*** Opening of Records for this exercise ***

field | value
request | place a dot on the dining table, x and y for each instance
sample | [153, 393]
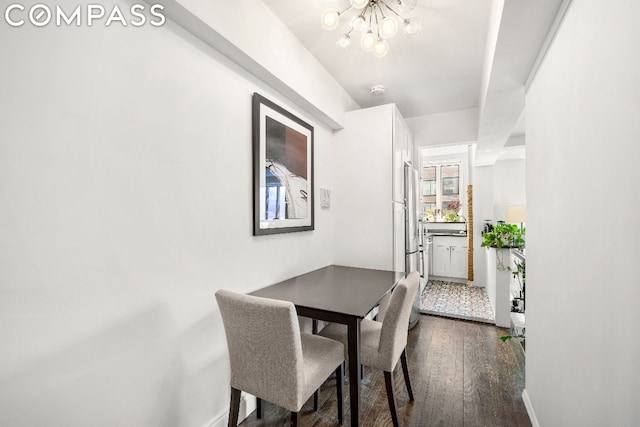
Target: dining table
[338, 294]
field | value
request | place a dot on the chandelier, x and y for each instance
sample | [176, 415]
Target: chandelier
[377, 21]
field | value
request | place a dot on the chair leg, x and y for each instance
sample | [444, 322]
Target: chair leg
[391, 397]
[339, 385]
[234, 407]
[405, 371]
[295, 417]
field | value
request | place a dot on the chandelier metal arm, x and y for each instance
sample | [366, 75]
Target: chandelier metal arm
[391, 9]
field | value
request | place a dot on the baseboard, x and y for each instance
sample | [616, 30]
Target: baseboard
[527, 404]
[247, 406]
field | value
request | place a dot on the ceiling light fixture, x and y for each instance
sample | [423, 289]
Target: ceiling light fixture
[377, 21]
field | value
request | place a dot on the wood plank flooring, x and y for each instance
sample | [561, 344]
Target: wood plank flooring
[461, 373]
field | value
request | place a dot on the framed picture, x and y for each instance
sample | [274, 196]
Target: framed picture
[282, 170]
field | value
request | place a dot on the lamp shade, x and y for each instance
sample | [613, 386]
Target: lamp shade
[516, 214]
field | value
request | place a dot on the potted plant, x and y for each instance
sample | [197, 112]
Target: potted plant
[504, 236]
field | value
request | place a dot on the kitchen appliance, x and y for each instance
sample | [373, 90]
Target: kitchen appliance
[413, 255]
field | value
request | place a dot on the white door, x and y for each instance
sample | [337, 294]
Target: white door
[441, 260]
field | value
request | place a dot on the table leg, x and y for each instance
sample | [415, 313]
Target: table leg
[353, 336]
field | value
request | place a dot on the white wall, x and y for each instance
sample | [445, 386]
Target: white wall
[508, 186]
[482, 209]
[582, 273]
[125, 186]
[460, 126]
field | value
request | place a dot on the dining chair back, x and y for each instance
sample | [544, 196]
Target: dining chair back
[270, 358]
[382, 344]
[393, 336]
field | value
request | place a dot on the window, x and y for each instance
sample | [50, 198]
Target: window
[441, 187]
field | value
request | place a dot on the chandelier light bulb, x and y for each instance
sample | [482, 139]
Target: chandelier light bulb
[359, 4]
[360, 24]
[412, 26]
[388, 27]
[344, 42]
[406, 5]
[368, 41]
[329, 19]
[380, 48]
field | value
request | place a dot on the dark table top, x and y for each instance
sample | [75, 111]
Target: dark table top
[346, 290]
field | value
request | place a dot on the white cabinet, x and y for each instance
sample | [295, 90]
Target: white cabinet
[450, 257]
[367, 206]
[401, 153]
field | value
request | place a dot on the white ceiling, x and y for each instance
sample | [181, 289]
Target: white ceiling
[440, 70]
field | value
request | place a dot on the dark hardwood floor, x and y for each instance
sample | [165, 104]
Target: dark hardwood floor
[461, 373]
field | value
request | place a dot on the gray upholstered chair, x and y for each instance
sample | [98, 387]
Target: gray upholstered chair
[382, 344]
[269, 356]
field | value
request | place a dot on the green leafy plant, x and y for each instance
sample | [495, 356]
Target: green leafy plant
[504, 236]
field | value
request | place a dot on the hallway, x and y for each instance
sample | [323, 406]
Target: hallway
[462, 375]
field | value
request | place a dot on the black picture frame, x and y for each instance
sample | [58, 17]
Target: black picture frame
[283, 182]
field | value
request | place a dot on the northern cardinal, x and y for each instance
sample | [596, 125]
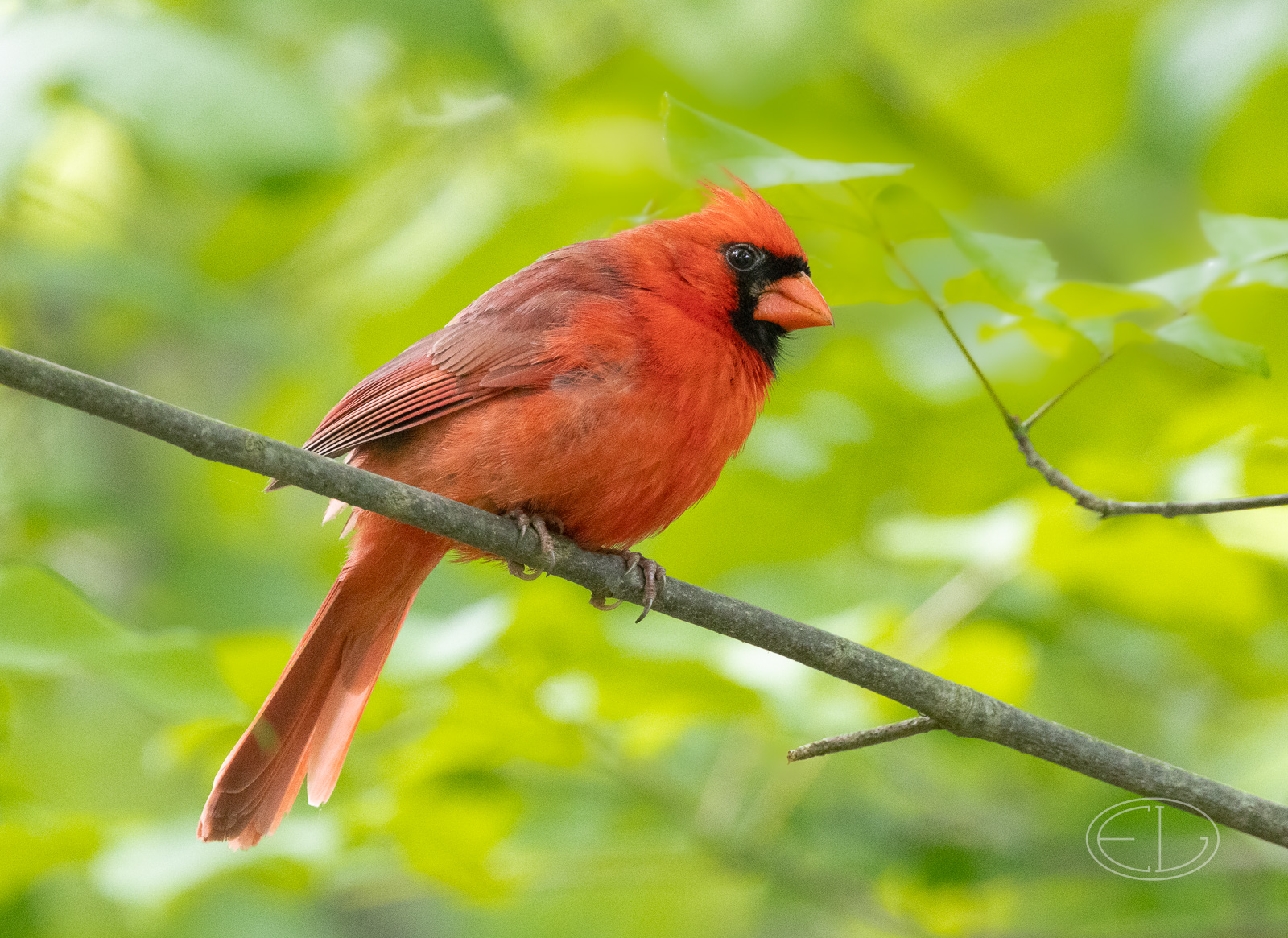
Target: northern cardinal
[599, 390]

*** Close of Records for this exercise ***

**Aim of the exercise:**
Could you set down verbatim the lines from the beginning of the entries above through the line containing "sample | [445, 386]", both included, leaving out the pictures?

**Written solution:**
field | value
request | place a dot on the dining table, x and y for each instance
sample | [153, 393]
Target: dining table
[338, 294]
field | value
request | place a dot on the chandelier, x and y for each instance
sample | [176, 415]
Target: chandelier
[377, 21]
field | value
request | place a dot on the chair leg, x and y for each instance
sample | [444, 322]
Target: chair leg
[391, 397]
[339, 385]
[234, 407]
[405, 371]
[295, 417]
field | value
request | place a dot on the chandelier metal arm, x and y for each instance
sample | [366, 75]
Target: chandelier metal arm
[391, 9]
field | value
request | place a dot on the baseboard, x and y for each instance
sample | [616, 30]
Target: baseboard
[527, 404]
[247, 406]
field | value
request | place a dot on the ceiling light fixture, x and y for each instance
sample | [423, 289]
Target: ceiling light fixture
[377, 21]
field | value
request | place a dot on the wood plank flooring, x and y for each instance
sample | [561, 344]
Target: wood plank flooring
[461, 373]
field | value
request | place a dot on the framed picture, x and y for each instance
sample | [274, 196]
Target: framed picture
[282, 170]
field | value
request | place a dot on the lamp shade, x and y for each instance
sample | [613, 386]
Target: lamp shade
[516, 214]
field | value
request | place a dot on the potted plant, x and y for each instance
sample | [197, 112]
Target: potted plant
[504, 236]
field | value
request | place a dot on the kitchen appliance, x and y for each instance
sample | [373, 90]
Target: kitchen appliance
[413, 255]
field | value
request | place a dot on the white door, x and y for each instance
sample | [337, 294]
Target: white door
[441, 260]
field | value
request | place a dot on the table leg, x and y for each instance
sample | [415, 313]
Target: table leg
[353, 336]
field | value
request | place a dot on the white wall, x and y for each instance
sample | [445, 386]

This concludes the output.